[Saved entries]
▼
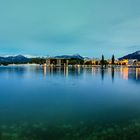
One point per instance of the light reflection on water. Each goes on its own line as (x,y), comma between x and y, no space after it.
(68,97)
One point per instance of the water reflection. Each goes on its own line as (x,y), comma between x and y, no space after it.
(23,71)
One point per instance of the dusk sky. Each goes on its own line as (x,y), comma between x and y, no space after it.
(56,27)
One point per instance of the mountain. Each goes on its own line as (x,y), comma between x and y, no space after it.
(14,59)
(135,55)
(77,56)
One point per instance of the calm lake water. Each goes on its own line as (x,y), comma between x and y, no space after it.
(39,103)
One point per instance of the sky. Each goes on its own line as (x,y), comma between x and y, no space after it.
(56,27)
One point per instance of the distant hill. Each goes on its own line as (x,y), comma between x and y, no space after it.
(135,55)
(77,56)
(14,59)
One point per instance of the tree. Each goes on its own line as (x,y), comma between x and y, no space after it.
(113,60)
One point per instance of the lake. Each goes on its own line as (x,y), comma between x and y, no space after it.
(75,103)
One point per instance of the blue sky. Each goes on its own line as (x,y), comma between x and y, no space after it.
(55,27)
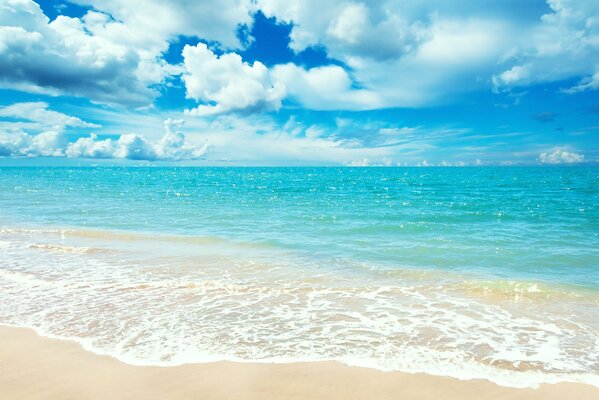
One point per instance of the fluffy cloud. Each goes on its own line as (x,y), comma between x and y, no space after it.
(419,52)
(37,114)
(173,146)
(560,156)
(47,144)
(227,83)
(65,57)
(324,88)
(151,23)
(16,142)
(563,45)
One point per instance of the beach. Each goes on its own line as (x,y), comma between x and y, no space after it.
(279,274)
(33,367)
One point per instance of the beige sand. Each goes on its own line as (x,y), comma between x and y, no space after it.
(33,367)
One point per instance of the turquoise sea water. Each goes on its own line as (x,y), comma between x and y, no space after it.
(469,272)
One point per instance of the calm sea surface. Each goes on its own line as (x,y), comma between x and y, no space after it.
(468,272)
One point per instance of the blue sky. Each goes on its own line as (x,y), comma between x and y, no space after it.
(273,82)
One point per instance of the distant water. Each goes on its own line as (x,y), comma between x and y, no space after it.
(467,272)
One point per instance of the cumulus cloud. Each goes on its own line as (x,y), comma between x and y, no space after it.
(560,155)
(173,146)
(64,57)
(38,112)
(564,44)
(47,144)
(324,88)
(227,83)
(588,83)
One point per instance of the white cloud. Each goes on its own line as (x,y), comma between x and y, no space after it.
(324,88)
(16,142)
(173,146)
(39,113)
(64,57)
(563,44)
(227,83)
(587,83)
(47,144)
(560,155)
(151,23)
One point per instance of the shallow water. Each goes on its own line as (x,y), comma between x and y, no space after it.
(468,272)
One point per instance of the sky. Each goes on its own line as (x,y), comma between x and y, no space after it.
(305,82)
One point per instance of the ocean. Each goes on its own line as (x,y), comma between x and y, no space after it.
(488,273)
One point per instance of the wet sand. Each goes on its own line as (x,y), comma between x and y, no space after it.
(34,367)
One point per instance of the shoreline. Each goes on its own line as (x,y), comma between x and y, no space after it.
(36,367)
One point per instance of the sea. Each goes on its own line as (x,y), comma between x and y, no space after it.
(474,273)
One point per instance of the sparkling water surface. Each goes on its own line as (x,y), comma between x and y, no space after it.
(415,269)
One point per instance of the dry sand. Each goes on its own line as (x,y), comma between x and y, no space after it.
(34,367)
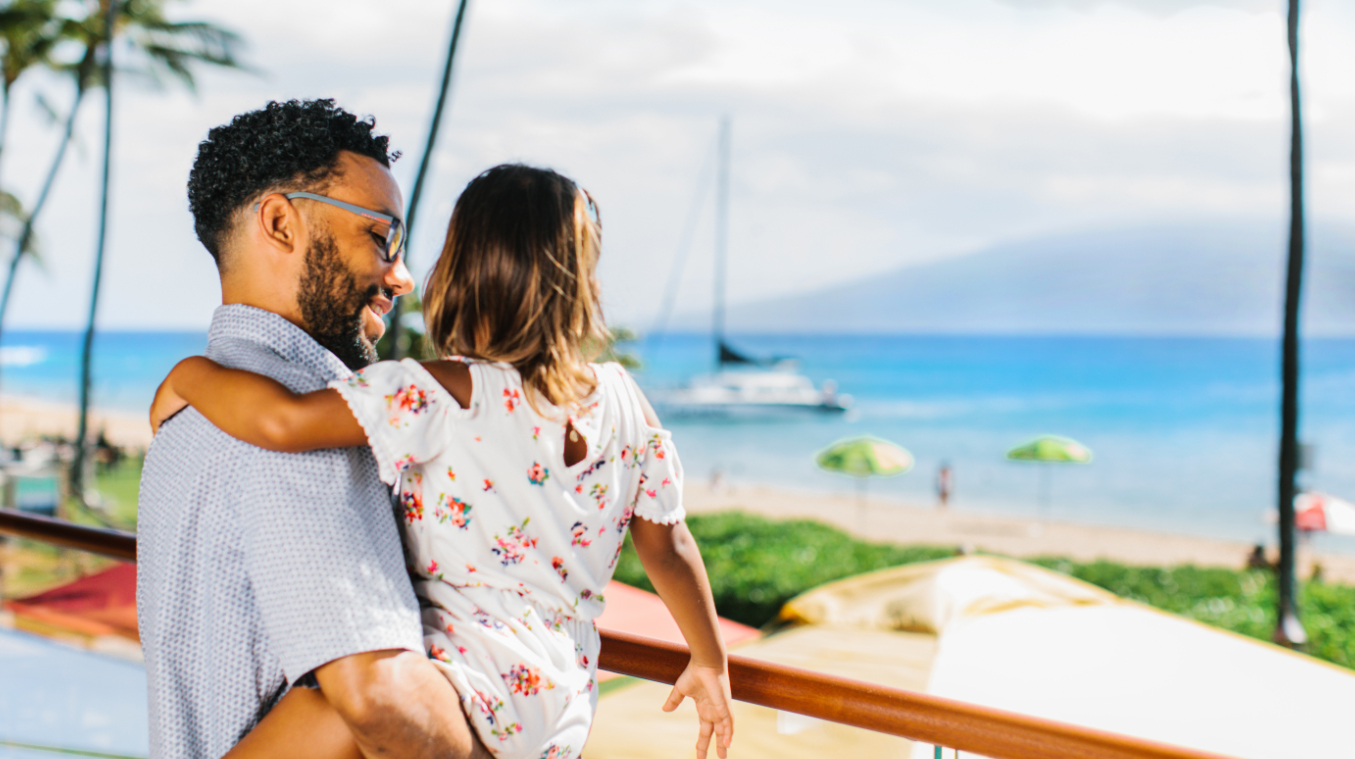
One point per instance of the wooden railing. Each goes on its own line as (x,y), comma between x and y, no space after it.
(915,716)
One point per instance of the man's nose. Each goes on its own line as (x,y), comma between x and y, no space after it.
(399,278)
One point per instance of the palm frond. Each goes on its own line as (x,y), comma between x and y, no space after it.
(12,217)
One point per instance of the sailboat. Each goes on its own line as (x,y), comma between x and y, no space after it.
(741,385)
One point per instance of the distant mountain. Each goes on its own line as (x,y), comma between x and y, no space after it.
(1193,279)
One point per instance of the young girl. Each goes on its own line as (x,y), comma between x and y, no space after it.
(519,468)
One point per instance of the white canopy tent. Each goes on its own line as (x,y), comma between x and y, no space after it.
(1014,636)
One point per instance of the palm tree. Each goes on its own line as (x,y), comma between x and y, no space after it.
(1289,630)
(30,30)
(159,49)
(400,342)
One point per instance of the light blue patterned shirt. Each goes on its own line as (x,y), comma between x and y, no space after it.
(256,567)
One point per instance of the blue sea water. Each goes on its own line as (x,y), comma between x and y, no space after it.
(1184,428)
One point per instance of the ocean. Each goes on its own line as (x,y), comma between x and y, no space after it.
(1183,428)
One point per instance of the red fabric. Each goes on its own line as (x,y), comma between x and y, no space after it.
(99,605)
(642,613)
(1312,518)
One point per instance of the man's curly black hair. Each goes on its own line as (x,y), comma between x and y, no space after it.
(282,147)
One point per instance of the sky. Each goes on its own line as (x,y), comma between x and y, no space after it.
(867,134)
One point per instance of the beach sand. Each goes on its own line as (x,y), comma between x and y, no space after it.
(899,522)
(22,418)
(881,519)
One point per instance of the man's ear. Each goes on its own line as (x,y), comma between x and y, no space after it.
(279,224)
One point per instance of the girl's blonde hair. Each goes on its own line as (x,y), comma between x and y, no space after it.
(516,282)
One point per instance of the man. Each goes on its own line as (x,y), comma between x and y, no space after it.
(260,569)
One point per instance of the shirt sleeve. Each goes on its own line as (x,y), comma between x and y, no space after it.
(660,479)
(403,409)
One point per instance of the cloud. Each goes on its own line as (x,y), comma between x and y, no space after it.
(865,138)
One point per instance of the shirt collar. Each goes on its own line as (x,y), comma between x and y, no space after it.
(237,321)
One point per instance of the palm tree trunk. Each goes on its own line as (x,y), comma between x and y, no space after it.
(4,115)
(26,235)
(1289,630)
(399,343)
(77,483)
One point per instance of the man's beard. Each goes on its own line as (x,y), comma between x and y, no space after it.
(332,305)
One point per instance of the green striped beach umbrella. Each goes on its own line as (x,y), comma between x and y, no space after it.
(863,458)
(1046,450)
(1053,449)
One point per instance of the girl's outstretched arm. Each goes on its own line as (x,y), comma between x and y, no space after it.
(674,565)
(256,409)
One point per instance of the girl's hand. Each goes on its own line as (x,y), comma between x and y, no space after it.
(709,687)
(167,404)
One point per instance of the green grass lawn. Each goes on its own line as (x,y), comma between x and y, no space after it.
(758,564)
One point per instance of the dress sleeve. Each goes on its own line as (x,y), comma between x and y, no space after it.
(404,411)
(660,479)
(660,470)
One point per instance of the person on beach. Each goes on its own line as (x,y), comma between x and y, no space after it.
(519,466)
(262,569)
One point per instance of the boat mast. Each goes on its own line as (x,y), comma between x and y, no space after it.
(721,239)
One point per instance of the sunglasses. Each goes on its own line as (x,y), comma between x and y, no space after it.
(394,243)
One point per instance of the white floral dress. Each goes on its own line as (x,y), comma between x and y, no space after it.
(510,548)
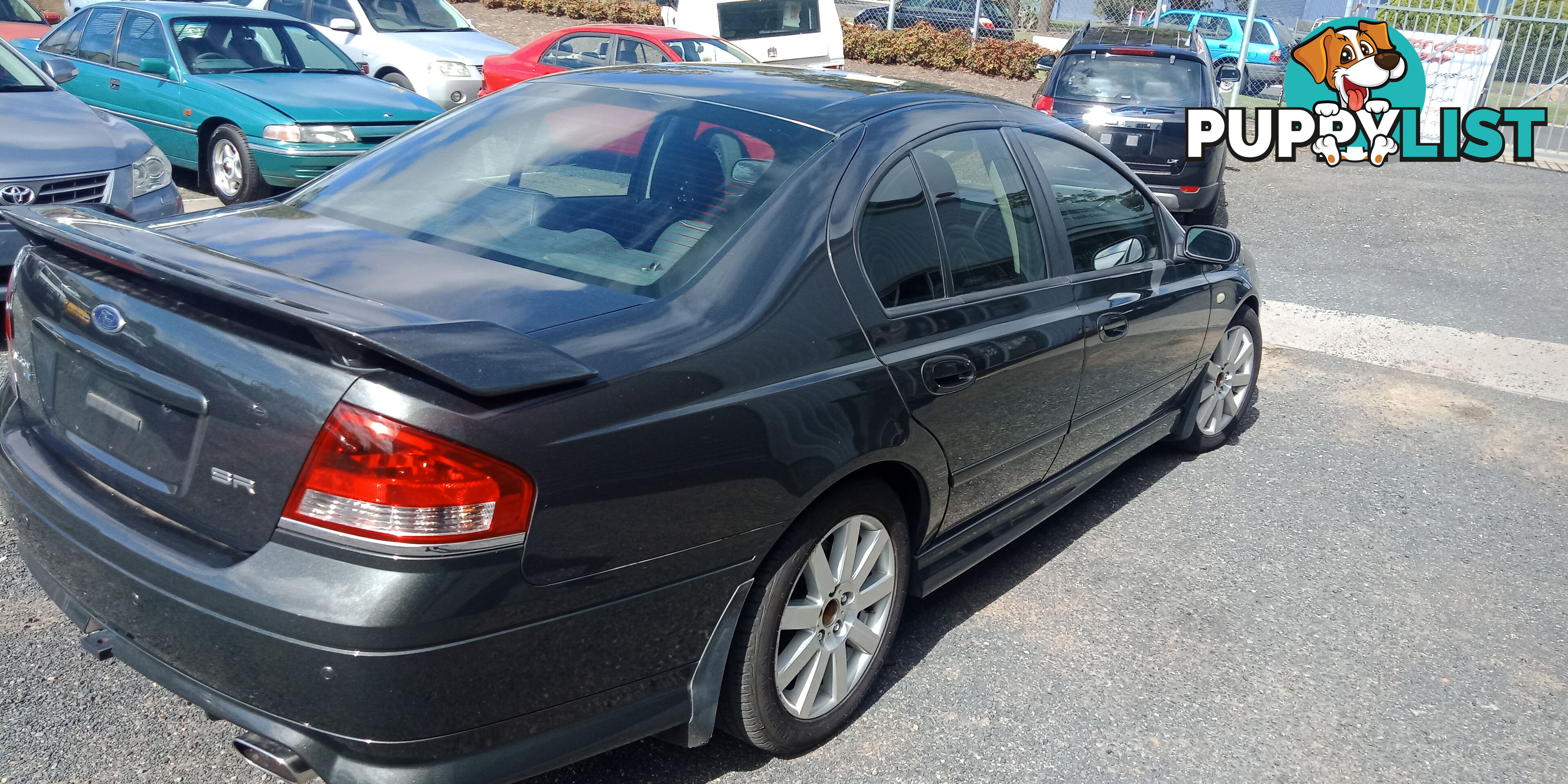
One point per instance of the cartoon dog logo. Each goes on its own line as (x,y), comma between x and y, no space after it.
(1352,62)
▲
• [Exercise prompt]
Reproduce every entry above in full and exactly, though not its pictures.

• [Answer section]
One point per instance of the light reflection on water. Each goes on its own line as (x,y), comma between x and y, no space after it.
(68,97)
One point per instance of the water reflection. Each goes on its own line as (x,y), comma between x and y, no space after it.
(23,71)
One point per instance of the dusk sky. Each goes on its own line as (x,y), comma between x and y, no space after it.
(56,27)
One point per instance of the mountain. Each goes on its own line as (x,y), comma between x and y, no space after it.
(14,59)
(135,55)
(77,56)
One point per instance of the calm lake water. Each goes on its own line as (x,y), comma between x and y, no space after it.
(39,103)
One point per instance of the sky. Each goes on its own line as (x,y), comma between x and y, no space after it.
(56,27)
One point per instance of the distant hill. Each goes on its own line as (x,y), comma between x and y, no space after it.
(135,55)
(77,56)
(14,59)
One point per instance of the tree. Each goes on its own line as (x,y), comma between x and y, no space after it.
(113,60)
One point per instance of the lake. Each goes on its own line as (x,y), comma between x and y, no space after it.
(75,103)
One point per instance of the blue sky. Each goes on its own line as (x,y), comma between x and y, no space after it.
(55,27)
One point per instance of the fluffy cloud. Each goes on its own line as (x,y), comma between x and y, no space after it.
(419,52)
(37,114)
(173,146)
(560,156)
(47,144)
(227,83)
(65,57)
(324,88)
(151,23)
(16,142)
(563,45)
One point per instance of the beach. Each goes on its own line as (x,y), comma between x and y, no space after it.
(279,274)
(33,367)
One point per instance of the beige sand. Each goes on its own line as (x,y), comma between x and y, no space after it.
(33,367)
One point per instance of the turquoise sea water. Each goes on its own line as (x,y), comma between x and y, no space after it.
(469,272)
One point per instance of the calm sea surface. Each goes on its own line as (x,y), comma between x and y, no space after it.
(468,272)
One point per instance of the blue sky. Each goes on its own line as (x,y), comma between x and y, no space after it.
(273,82)
One point per instance of the distant water. Each goes on its own line as (x,y), comma between x and y, no space after it.
(467,272)
One point per instance of the cumulus cloud. Each goes on its own line as (x,y), comma between x and y, no space after it.
(560,155)
(173,146)
(64,57)
(38,112)
(564,44)
(47,144)
(324,88)
(227,83)
(588,83)
One point per instance of the white cloud. Each goes on its own line as (x,y), comma between x and y, no space after it.
(324,88)
(16,142)
(173,146)
(39,113)
(64,57)
(563,44)
(227,83)
(587,83)
(47,144)
(560,155)
(151,23)
One point per instance of the shallow water. Each goes on its own line as (x,y), comma between x and y, no space after it.
(468,272)
One point per instance of the sky. Each goes on its own line as (x,y), comma between x and y, no space after it.
(305,82)
One point per instance of the ocean. Each goes on its own line as (x,y), comma between x and y, no space after it.
(488,273)
One point per instance of the wet sand. Each goes on its own line as (x,y), comma between x and y, no space after it.
(34,367)
One point per instance of the shoreline. Each goes on its own line as (x,y), comma between x and y, no space after it.
(36,367)
One point per instance of the sea. Each goes on its own line as (x,y), comma between x and y, no space after it.
(474,273)
One point per instance of the sparkling water surface. Each goes on its own line as (x,y), comma between x and y, no space after it.
(415,269)
One point per instance of the dry sand. Each goes on its own line as (x,y), comma between x and y, no space after it.
(34,367)
One point per instance of the wooden railing. Each goes on its own line as (x,y), comma between x and y, no space after it.
(915,716)
One point per instance of the man's nose. Each goes on its own line as (x,y), comma between x and y, no space after it.
(399,278)
One point per instance of the palm frond. Each goes on its own line as (x,y), comma between x and y, no space after it.
(12,217)
One point per instance of the sailboat. Each goes on its own line as (x,y), comma between x and y, no space after it.
(741,385)
One point per instance of the distant mountain. Each goes on its own line as (x,y), comma between x and y, no space after it.
(1193,279)
One point per instance of the young girl. Each goes on its own line as (x,y), comma between x and y, no space after it.
(519,468)
One point per instance of the white canopy tent. Each goes on its own line as (x,y), comma between x and y, no space after it.
(1014,636)
One point per instance of the palm tree. Each goes on its own line as (x,y), comma between x and y, no space after it.
(1289,630)
(30,30)
(159,49)
(400,342)
One point per instance of the light blue patterned shirt. Each goes on its own line as (x,y), comma between x and y, no space after it.
(256,567)
One point per instance of the blue sea water. Each goes on its own line as (x,y), comma between x and y, no space after it.
(1184,428)
One point per instance of the ocean. Each goes on its own line as (x,y), comma between x and y, no space after it.
(1183,428)
One point per instance of the red fabric. Each goes on its own line as (x,y), comma between x and y, no space after it.
(99,605)
(642,613)
(1312,518)
One point per instance of the man's curly black hair. Each goes on its own line as (x,y), comma between x and y, no space after it.
(282,147)
One point per instance of the sky. Each goes on its own line as (x,y), comma between x and y, no space after it.
(867,134)
One point per instance of the beach sand. Each goes on its own line as (x,y), comma between x and y, no space after it.
(899,522)
(22,418)
(881,519)
One point per instance of the man's ear. Each goes on its own line as (x,y), comma between x and y, no space after it.
(279,224)
One point per instance of the girl's blonde hair. Each goes on its own line as (x,y), comma between x and y, no space after it.
(516,282)
One point per instance of the man. Each goes on its own line as (x,y), comma between x and y, no space after it.
(260,569)
One point per instance of the shirt sleeve. Each goes on its own line as (x,y), comma between x and y, no space after it.
(660,479)
(403,409)
One point per instance of the cloud. Each goes on its own line as (x,y), comma between x and y, no space after it.
(865,138)
One point per instance of the shirt collar. Each goes on its own line as (x,y), comma between x and y, no space after it.
(237,321)
One point per instance of the palm tree trunk. Each goes on its own line as (x,y), comma between x and y, no space after it.
(4,115)
(26,235)
(1289,630)
(399,343)
(77,483)
One point per instance of the man's beard. Each goes on its own line as (x,y), comma between x and y, no space after it.
(332,305)
One point per instance of the green striped beach umbrella. Each goes on its own line as (x,y), comma between x and y, no space after it.
(863,458)
(1046,450)
(1053,449)
One point per instance of the girl's outstretched arm. Each goes on its own line as (x,y), comma between x and y, no space after it.
(674,565)
(256,409)
One point per instance of the girl's hand. Each goes on its own line as (x,y), comma between x and y, no space after it.
(709,687)
(167,404)
One point per instance of the green grass lawn. Each goes on its own line as (x,y), comma between x and y, no space after it.
(758,564)
One point per instance of the dress sleeve. Each goes on its own line as (x,y), comma between x and y, no space after it.
(404,411)
(660,479)
(660,470)
One point per instance of the person on beach. Each goes on its own line as (x,y), comma between x and y, no space after it.
(519,466)
(262,569)
One point per instance of the boat mast. Each goes on its own line as (x,y), comma between x and y, no space after it.
(721,239)
One point per instance of the sunglasses. Each goes on its own line as (x,y), comma between x and y, no space after it.
(394,243)
One point per instance of the white floral dress. Each goes on its own line as (x,y), comma between x and y, no space after it.
(510,548)
One point per instance of the cartoon dog logo. Each goes on its own line as (x,y), comma between x and y, no space after it.
(1352,62)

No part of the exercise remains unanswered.